→ **WHAT IS REQUIRED**:
For the string "before", find every matching line in the records and copy it.

→ **TASK DATA**:
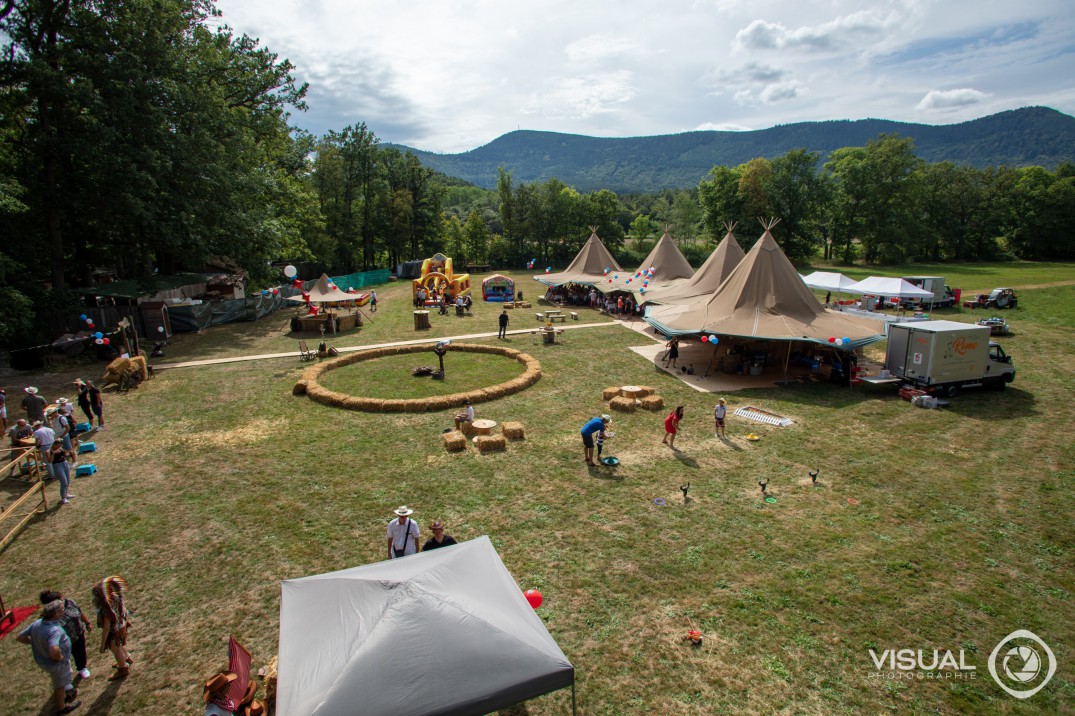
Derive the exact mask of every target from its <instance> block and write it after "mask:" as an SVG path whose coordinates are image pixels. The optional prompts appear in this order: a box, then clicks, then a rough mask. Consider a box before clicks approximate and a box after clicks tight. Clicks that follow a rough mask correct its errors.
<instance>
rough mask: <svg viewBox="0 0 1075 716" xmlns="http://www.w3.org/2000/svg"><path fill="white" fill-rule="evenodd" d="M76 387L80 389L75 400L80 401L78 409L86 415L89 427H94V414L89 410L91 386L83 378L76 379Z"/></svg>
mask: <svg viewBox="0 0 1075 716" xmlns="http://www.w3.org/2000/svg"><path fill="white" fill-rule="evenodd" d="M74 385H75V387H76V388H78V395H77V397H76V398H75V400H77V401H78V407H80V409H81V410H82V412H83V413H85V414H86V421H87V423H89V426H90V427H94V412H92V411H91V410H90V409H89V386H88V385H87V384H86V382H85V381H83V380H82V378H75V380H74Z"/></svg>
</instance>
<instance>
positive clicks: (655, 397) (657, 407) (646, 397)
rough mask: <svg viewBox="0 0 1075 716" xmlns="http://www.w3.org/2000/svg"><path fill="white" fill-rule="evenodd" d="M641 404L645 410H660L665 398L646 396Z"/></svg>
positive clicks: (662, 404)
mask: <svg viewBox="0 0 1075 716" xmlns="http://www.w3.org/2000/svg"><path fill="white" fill-rule="evenodd" d="M640 406H641V407H642V410H644V411H659V410H661V409H662V407H664V399H663V398H661V397H660V396H646V397H645V398H643V399H642V401H641V403H640Z"/></svg>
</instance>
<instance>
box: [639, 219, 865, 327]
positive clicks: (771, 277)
mask: <svg viewBox="0 0 1075 716" xmlns="http://www.w3.org/2000/svg"><path fill="white" fill-rule="evenodd" d="M772 226H773V225H772V224H771V225H770V226H769V227H766V228H765V232H764V233H763V234H762V235H761V239H759V240H758V242H757V243H756V244H755V245H754V247H752V248H751V249H750V250H749V252H748V253H747V255H746V257H744V258H743V260H742V261H741V262H740V264H739V266H736V267H735V269H734V270H733V271H732V272H731V274H730V275H729V276H728V278H726V280H725V282H723V283H722V284H721V285H720V287H719V288H718V289H717V290H716V292H715V293H714V295H713V296H711V297H707V298H706V297H703V298H700V299H698V300H696V301H693V302H690V303H684V304H678V305H658V306H651V307H649V309H647V310H646V321H647V323H648V324H649V325H651V326H654V328H656V329H657V330H659V331H661V332H662V333H664V334H665V335H683V334H689V333H700V332H706V333H716V334H719V335H735V336H744V338H757V339H768V340H776V341H808V342H813V343H822V344H827V343H829V338H848V339H850V345H851V346H852V347H858V346H861V345H865V344H869V343H873V342H874V341H879V340H881V339H883V338H884V328H883V327H881V324H880V323H879V321H876V320H872V319H869V318H860V317H858V316H848V315H844V314H842V313H838V312H835V311H828V310H826V309H825V307H823V306H822V305H821V303H820V302H819V301H818V300H817V297H815V296H814V293H813V292H812V291H811V290H809V289H808V288H807V287H806V284H804V283H803V282H802V277H801V276H800V275H799V273H798V272H797V271H795V269H794V267H793V266H791V261H789V260H788V257H787V256H785V255H784V252H783V250H782V249H780V247H779V245H778V244H777V243H776V240H775V239H773V234H772V233H770V229H771V228H772Z"/></svg>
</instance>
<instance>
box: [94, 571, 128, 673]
mask: <svg viewBox="0 0 1075 716" xmlns="http://www.w3.org/2000/svg"><path fill="white" fill-rule="evenodd" d="M125 591H127V581H126V579H124V578H123V577H120V576H110V577H104V578H103V579H101V581H100V582H98V583H97V584H95V585H94V606H95V607H97V626H98V627H99V628H100V629H101V648H100V650H101V651H102V653H103V651H104V650H105V649H107V650H110V651H112V655H113V656H114V657H116V665H115V667H113V668H114V669H115V670H116V673H114V674H113V675H112V676H110V677H109V679H110V681H111V679H116V678H124V677H125V676H127V675H128V674H130V673H131V670H130V665H131V664H132V663H134V660H133V659H131V658H130V655H129V654H127V627H128V626H129V625H130V618H129V615H128V614H127V605H126V604H124V592H125Z"/></svg>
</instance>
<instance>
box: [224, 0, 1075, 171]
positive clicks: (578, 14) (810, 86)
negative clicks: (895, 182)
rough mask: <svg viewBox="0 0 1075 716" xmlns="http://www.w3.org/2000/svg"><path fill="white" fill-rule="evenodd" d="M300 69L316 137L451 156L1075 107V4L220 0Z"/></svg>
mask: <svg viewBox="0 0 1075 716" xmlns="http://www.w3.org/2000/svg"><path fill="white" fill-rule="evenodd" d="M218 6H219V8H220V10H221V11H223V12H224V20H225V22H226V23H227V24H228V25H230V26H231V27H232V28H233V29H234V30H235V31H237V32H245V33H247V34H249V35H252V37H257V38H259V39H260V40H261V42H262V44H263V45H266V46H268V47H269V48H271V49H272V51H274V52H276V53H277V54H278V55H281V56H282V57H287V58H288V59H290V60H291V61H292V62H293V63H295V65H296V66H297V75H298V77H299V78H300V80H301V81H304V82H309V83H310V95H309V104H310V110H309V111H307V112H305V113H298V114H296V116H295V117H293V124H295V125H297V126H299V127H302V128H303V129H307V130H310V131H312V132H315V133H318V134H319V133H324V132H326V131H327V130H329V129H342V128H343V127H344V126H346V125H348V124H357V123H359V121H364V123H366V124H367V126H368V127H369V128H370V129H371V130H372V131H373V132H374V133H375V134H376V135H377V137H378V138H379V139H381V140H382V141H386V142H397V143H401V144H406V145H408V146H414V147H417V148H421V149H428V151H431V152H439V153H454V152H464V151H467V149H472V148H474V147H476V146H481V145H482V144H486V143H488V142H490V141H492V140H493V139H496V138H497V137H500V135H501V134H503V133H505V132H508V131H512V130H515V129H534V130H545V131H556V132H570V133H576V134H588V135H591V137H635V135H648V134H672V133H676V132H683V131H689V130H694V129H763V128H765V127H771V126H773V125H777V124H786V123H792V121H804V120H819V119H859V118H864V117H880V118H886V119H897V120H902V121H916V123H923V124H951V123H958V121H963V120H966V119H972V118H975V117H980V116H985V115H988V114H992V113H995V112H1001V111H1003V110H1012V109H1017V108H1020V106H1027V105H1037V104H1043V105H1047V106H1051V108H1055V109H1057V110H1060V111H1061V112H1064V113H1066V114H1075V4H1073V2H1072V0H1023V1H1018V0H1004V1H999V0H971V1H969V0H902V1H881V0H862V1H857V2H852V1H849V0H751V1H750V2H745V1H739V0H697V1H693V2H691V1H686V0H685V1H682V2H680V1H677V0H663V1H660V2H658V1H649V0H616V1H615V2H597V1H593V0H590V1H587V0H535V1H531V2H515V1H513V0H471V1H469V2H462V1H460V0H411V1H405V0H396V1H395V2H390V1H388V0H218Z"/></svg>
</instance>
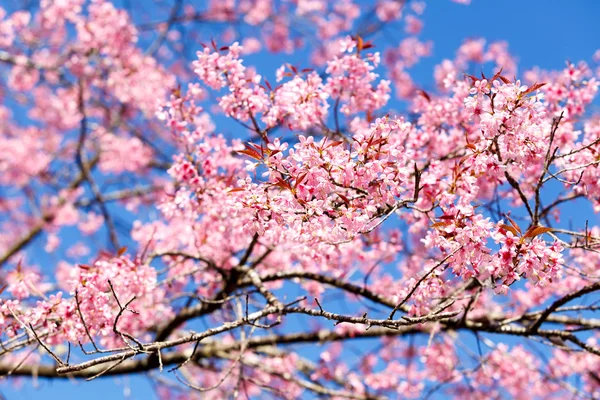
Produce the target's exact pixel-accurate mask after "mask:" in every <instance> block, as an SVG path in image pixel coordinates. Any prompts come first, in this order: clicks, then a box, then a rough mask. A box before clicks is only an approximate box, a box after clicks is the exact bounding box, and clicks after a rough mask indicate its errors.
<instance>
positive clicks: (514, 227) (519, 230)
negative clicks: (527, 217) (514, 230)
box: [505, 215, 522, 236]
mask: <svg viewBox="0 0 600 400" xmlns="http://www.w3.org/2000/svg"><path fill="white" fill-rule="evenodd" d="M505 217H506V219H508V221H509V222H510V224H511V225H512V226H513V227H514V228H515V229H516V230H517V232H519V235H520V234H521V233H522V232H521V228H519V225H517V224H516V222H515V221H513V220H512V218H511V217H509V216H508V215H505ZM517 236H518V235H517Z"/></svg>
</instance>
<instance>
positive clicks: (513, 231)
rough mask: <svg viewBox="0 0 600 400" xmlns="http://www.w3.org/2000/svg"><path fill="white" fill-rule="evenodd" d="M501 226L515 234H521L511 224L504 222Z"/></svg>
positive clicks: (516, 234) (500, 226)
mask: <svg viewBox="0 0 600 400" xmlns="http://www.w3.org/2000/svg"><path fill="white" fill-rule="evenodd" d="M500 228H502V229H504V230H505V231H510V232H512V234H513V235H515V236H519V233H518V232H517V230H516V229H515V228H513V227H512V226H510V225H506V224H502V225H500Z"/></svg>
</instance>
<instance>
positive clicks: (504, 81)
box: [498, 75, 510, 85]
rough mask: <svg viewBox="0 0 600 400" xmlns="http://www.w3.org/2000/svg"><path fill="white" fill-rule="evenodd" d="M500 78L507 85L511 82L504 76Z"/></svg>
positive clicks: (499, 76) (500, 77)
mask: <svg viewBox="0 0 600 400" xmlns="http://www.w3.org/2000/svg"><path fill="white" fill-rule="evenodd" d="M498 78H500V80H501V81H502V82H504V83H505V84H507V85H508V84H509V83H510V80H509V79H508V78H506V77H504V76H502V75H500V76H498Z"/></svg>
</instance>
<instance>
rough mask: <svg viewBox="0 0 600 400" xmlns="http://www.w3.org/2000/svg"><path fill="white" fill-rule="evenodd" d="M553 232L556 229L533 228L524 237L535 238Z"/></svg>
mask: <svg viewBox="0 0 600 400" xmlns="http://www.w3.org/2000/svg"><path fill="white" fill-rule="evenodd" d="M553 230H554V229H552V228H548V227H546V226H532V227H531V228H529V229H528V230H527V232H526V233H525V235H524V237H526V238H533V237H536V236H537V235H542V234H544V233H547V232H552V231H553Z"/></svg>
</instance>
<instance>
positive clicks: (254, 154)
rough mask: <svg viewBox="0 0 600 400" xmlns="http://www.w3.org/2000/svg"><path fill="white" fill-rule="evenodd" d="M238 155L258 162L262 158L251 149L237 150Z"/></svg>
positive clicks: (260, 155) (259, 154) (258, 154)
mask: <svg viewBox="0 0 600 400" xmlns="http://www.w3.org/2000/svg"><path fill="white" fill-rule="evenodd" d="M237 152H238V153H242V154H245V155H247V156H249V157H251V158H254V159H255V160H259V161H262V156H261V155H260V154H259V153H258V152H257V151H255V150H253V149H246V150H238V151H237Z"/></svg>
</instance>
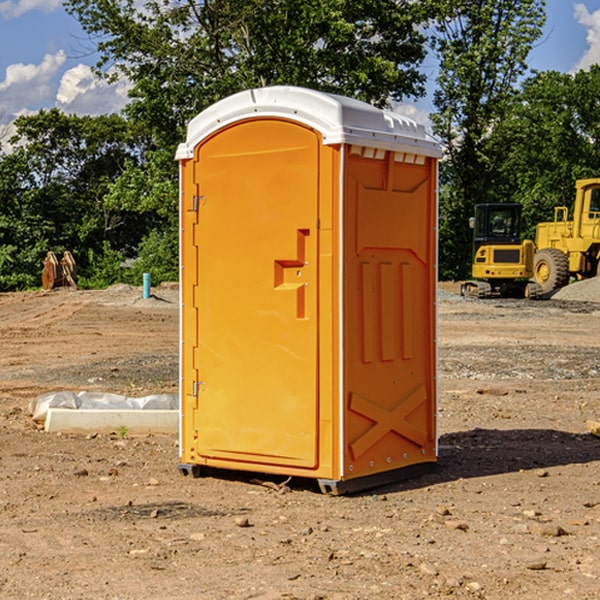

→ **EXERCISE OUTPUT**:
Derive the exact mask of every target from its <instance> block and write it after "mask:" as an SVG path whose coordinates are image pixels. The optional prompts appear in this order: a box, then clicks, then a rough mask. Consider a box before clicks approximate and a box after clicks tight. Clicks that follow a rough mask correct its errors.
Produce the target's exact pixel-accurate mask after "mask:" in every <instance> block, as an SVG path in image pixel coordinates. Any prompts come first, in this order: clicks, then a box, then a rough mask. A box before clicks is only an approximate box, a box after clicks is the exact bounding box, and clicks after a rough mask indicate its errors.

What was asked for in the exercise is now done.